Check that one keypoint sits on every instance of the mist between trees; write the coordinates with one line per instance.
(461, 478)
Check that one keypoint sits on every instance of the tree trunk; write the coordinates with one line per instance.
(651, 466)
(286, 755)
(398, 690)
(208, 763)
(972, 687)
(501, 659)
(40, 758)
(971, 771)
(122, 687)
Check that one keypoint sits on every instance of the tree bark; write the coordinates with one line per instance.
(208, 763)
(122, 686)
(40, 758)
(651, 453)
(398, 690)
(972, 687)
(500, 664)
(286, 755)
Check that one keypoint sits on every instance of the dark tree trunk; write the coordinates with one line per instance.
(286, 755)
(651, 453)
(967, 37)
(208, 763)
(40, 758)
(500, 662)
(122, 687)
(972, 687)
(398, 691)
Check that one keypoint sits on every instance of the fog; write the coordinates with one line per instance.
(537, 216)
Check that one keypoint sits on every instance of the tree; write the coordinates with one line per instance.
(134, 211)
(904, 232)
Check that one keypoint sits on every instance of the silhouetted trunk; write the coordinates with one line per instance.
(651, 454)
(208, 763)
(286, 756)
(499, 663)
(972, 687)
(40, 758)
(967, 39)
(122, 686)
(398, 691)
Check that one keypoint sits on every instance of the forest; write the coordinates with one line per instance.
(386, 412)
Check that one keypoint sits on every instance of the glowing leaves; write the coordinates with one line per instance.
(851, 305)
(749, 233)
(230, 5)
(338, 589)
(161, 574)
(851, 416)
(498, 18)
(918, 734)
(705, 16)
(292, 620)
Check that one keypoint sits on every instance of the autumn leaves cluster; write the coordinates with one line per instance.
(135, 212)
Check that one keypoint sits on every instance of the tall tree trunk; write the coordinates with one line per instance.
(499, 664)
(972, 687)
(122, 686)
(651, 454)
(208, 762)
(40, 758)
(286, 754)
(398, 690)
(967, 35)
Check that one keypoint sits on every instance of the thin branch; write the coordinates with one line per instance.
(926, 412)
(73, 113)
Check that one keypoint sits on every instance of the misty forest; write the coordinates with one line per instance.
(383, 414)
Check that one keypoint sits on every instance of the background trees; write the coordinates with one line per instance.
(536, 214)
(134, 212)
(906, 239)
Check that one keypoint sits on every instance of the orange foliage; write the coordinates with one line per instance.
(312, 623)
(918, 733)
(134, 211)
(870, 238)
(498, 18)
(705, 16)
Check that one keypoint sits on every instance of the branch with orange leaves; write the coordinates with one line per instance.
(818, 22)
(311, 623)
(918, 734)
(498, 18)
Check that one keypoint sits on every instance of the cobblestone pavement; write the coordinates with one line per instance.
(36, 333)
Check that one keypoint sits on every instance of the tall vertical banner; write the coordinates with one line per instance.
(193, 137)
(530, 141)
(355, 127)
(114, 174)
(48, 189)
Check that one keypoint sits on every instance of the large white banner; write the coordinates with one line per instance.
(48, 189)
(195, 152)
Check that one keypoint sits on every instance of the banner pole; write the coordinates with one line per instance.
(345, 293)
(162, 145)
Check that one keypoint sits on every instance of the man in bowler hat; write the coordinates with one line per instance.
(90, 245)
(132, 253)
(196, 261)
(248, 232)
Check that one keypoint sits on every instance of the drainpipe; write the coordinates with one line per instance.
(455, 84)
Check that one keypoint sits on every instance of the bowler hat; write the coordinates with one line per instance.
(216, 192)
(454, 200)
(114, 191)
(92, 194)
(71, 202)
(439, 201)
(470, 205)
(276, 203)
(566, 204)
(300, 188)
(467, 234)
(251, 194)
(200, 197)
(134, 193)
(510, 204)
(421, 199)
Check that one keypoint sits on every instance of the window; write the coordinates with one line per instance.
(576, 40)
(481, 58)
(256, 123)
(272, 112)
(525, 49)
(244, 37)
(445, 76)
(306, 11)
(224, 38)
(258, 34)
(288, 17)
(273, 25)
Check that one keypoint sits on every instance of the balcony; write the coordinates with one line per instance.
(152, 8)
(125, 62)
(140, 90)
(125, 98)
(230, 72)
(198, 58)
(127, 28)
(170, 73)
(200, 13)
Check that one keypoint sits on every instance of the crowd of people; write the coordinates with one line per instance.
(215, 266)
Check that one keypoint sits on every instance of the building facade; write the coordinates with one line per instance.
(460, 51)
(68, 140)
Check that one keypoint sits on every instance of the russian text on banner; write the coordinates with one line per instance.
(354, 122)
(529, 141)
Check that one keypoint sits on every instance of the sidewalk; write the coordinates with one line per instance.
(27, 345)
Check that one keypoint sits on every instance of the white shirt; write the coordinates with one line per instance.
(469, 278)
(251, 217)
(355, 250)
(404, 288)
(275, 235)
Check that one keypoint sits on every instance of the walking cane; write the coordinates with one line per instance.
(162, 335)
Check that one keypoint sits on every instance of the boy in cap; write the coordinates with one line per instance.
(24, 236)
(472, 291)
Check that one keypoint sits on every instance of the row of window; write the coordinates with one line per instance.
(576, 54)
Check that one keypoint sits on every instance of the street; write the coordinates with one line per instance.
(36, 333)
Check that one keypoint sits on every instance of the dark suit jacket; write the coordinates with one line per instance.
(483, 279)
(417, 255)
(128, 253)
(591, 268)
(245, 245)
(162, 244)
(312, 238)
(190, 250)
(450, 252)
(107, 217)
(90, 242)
────────────────
Aufgabe: Wie sehen die Einträge von der Zeile mit „Check that one keypoint sits on every instance of the row“ bis zum Ende der Einträge (beide Enden eingeschlossen) als zweispaltige CSV mit den Spalten „eingabe“ und „ausgabe“ aus? Jeder Eintrag bekommt eine Zeile mit seinem Text und seiner Antwort, jeweils in einem Feld in Anführungszeichen, und Zeilenumbrüche werden durch Leerzeichen ersetzt.

Ergebnis:
eingabe,ausgabe
"Check that one keypoint sits on every instance of the row of window; write the coordinates with one line per instance.","(576, 54)"
"Check that one keypoint sits on every instance of the street; write the coordinates with one line per instance.","(36, 333)"
"Check that one keypoint sits on every instance of the dark suit jacket; write the coordinates with one line per instance.","(483, 279) (417, 255) (128, 253) (591, 268) (245, 245) (162, 244) (312, 238) (190, 250) (450, 252) (107, 217) (90, 242)"